Dataset excerpts
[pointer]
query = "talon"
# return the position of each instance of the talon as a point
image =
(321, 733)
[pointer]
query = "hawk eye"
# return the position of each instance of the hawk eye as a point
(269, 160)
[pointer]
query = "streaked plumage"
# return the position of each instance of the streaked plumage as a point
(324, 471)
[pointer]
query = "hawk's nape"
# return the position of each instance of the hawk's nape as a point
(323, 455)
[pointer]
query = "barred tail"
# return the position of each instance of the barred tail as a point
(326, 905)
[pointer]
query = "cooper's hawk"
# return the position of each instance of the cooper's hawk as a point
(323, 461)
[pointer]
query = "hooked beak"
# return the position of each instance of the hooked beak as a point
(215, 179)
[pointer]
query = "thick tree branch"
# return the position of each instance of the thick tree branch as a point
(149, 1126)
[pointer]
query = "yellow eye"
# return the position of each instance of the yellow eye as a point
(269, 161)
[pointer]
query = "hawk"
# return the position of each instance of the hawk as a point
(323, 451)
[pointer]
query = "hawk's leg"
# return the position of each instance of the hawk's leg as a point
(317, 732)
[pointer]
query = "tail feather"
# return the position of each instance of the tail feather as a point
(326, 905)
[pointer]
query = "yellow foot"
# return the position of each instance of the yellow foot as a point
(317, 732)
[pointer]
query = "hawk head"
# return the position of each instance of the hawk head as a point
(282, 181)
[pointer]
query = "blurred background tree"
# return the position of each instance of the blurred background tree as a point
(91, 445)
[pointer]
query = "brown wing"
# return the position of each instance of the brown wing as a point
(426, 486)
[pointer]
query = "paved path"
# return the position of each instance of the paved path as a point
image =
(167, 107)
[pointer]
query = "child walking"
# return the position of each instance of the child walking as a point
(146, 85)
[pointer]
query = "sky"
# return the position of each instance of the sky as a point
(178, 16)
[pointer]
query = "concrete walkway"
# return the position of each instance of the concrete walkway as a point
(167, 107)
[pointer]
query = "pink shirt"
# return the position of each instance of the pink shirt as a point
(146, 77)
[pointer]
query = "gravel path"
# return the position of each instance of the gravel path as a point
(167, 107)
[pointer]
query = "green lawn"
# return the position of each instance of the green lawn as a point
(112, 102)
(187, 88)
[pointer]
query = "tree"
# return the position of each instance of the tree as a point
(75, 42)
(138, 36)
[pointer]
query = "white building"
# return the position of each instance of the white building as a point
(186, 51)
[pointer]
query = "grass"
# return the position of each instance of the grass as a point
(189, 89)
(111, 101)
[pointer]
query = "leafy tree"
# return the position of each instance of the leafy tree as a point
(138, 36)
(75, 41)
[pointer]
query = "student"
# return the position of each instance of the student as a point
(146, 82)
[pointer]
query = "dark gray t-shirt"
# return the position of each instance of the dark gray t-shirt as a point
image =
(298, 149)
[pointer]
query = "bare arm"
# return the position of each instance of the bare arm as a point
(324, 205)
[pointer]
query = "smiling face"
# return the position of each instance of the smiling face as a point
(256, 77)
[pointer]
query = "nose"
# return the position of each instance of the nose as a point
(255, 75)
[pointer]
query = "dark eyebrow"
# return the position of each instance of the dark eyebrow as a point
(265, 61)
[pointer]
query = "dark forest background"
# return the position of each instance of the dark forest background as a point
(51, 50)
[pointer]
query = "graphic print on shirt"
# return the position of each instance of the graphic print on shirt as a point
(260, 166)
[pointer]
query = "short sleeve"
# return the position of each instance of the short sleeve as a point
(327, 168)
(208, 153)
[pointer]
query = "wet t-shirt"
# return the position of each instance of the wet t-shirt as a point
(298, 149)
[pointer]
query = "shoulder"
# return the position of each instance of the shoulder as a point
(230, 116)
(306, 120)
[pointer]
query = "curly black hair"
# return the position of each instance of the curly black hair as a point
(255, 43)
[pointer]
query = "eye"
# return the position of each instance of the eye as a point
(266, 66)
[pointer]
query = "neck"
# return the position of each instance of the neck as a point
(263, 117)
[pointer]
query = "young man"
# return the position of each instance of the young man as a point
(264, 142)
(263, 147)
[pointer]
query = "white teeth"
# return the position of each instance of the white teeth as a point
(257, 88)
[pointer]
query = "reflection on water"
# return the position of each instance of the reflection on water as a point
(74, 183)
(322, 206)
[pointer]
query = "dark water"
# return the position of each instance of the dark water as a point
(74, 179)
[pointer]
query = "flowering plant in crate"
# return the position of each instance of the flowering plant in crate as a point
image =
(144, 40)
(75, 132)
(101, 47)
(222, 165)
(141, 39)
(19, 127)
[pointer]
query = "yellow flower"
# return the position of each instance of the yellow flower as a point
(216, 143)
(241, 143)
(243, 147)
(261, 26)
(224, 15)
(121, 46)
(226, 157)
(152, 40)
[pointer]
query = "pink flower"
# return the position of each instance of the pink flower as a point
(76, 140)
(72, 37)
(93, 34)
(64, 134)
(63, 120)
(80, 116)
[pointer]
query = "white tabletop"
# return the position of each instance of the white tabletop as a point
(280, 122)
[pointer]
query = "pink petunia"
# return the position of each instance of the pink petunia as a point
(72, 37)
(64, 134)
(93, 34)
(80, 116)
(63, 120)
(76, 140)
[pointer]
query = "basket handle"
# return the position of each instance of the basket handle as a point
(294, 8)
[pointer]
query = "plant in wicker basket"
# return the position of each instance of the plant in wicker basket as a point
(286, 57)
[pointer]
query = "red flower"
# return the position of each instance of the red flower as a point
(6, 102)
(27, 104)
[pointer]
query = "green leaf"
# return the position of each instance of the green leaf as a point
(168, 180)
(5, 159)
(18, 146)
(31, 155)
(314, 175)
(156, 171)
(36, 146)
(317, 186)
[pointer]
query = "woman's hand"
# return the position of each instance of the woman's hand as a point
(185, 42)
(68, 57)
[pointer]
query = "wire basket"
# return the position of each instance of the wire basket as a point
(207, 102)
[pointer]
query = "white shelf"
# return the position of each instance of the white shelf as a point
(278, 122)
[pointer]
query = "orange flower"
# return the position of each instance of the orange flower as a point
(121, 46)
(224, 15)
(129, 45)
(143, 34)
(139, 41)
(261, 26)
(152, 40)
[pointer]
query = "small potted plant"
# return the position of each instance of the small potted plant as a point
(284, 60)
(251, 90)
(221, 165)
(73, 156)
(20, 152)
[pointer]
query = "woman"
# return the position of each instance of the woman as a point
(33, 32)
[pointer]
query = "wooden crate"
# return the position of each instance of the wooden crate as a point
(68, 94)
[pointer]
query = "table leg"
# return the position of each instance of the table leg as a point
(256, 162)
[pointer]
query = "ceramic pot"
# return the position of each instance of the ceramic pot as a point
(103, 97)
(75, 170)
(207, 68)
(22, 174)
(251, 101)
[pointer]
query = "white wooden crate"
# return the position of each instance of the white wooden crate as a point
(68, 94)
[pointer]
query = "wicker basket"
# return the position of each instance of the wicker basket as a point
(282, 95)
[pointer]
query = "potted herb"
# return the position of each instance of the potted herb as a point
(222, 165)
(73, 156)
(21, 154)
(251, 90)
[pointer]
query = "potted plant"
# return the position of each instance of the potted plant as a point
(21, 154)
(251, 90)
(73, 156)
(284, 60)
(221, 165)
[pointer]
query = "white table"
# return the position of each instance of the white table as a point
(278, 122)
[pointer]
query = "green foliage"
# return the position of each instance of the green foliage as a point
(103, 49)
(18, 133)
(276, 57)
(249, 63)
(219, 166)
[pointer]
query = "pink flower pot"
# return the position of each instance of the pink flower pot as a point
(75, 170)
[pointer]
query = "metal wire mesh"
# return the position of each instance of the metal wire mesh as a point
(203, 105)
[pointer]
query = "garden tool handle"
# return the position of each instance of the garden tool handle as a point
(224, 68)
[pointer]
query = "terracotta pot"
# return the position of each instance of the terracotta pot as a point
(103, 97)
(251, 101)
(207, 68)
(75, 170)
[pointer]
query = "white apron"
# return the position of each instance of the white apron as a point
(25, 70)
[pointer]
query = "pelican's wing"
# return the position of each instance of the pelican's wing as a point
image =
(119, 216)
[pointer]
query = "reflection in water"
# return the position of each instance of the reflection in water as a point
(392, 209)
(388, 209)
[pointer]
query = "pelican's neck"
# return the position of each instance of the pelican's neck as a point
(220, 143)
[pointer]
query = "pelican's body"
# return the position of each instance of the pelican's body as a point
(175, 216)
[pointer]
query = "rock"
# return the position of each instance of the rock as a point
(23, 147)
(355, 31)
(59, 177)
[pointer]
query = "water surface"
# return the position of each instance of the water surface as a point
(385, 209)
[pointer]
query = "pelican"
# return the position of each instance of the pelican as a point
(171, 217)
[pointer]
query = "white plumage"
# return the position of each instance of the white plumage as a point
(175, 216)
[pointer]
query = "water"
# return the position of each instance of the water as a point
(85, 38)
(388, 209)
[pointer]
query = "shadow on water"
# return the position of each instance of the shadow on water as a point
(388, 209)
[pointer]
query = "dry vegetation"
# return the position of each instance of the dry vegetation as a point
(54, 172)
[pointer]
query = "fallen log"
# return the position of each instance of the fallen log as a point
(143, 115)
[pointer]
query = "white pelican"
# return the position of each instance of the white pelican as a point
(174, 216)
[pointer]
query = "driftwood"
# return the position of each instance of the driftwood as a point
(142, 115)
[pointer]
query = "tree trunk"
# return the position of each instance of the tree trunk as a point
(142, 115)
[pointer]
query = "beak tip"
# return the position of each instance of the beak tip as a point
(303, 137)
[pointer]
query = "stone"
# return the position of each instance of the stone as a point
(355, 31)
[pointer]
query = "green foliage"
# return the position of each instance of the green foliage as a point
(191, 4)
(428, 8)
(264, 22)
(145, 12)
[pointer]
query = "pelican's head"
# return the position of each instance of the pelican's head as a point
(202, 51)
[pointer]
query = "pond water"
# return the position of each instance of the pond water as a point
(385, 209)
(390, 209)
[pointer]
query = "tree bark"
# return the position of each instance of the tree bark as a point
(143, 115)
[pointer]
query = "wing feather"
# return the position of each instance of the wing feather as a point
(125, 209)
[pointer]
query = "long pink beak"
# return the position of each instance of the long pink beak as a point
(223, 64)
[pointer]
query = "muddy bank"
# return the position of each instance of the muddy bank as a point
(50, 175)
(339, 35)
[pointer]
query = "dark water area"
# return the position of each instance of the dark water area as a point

> **REQUIRED ACTION**:
How many lines of these records include the word "flowering"? Only the number should be written.

> **RESPONSE BELOW**:
2